Material shown:

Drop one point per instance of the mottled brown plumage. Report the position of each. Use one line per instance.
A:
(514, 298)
...
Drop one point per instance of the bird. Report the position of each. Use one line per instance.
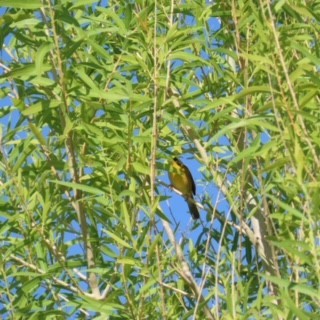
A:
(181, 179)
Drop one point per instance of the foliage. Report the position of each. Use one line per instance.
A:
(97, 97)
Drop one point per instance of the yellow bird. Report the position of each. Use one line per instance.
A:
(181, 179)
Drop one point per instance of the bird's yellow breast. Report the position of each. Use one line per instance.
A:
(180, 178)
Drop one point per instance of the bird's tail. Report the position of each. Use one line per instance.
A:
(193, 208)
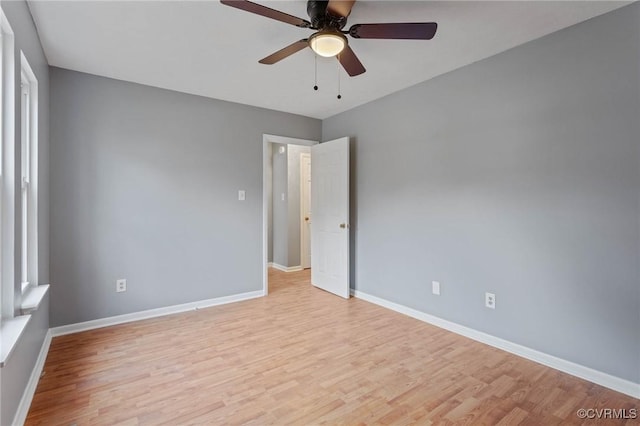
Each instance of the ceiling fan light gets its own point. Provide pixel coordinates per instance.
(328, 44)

What to do:
One number answers this exercise: the count of lines above in which the word "yellow" appears.

Response box:
2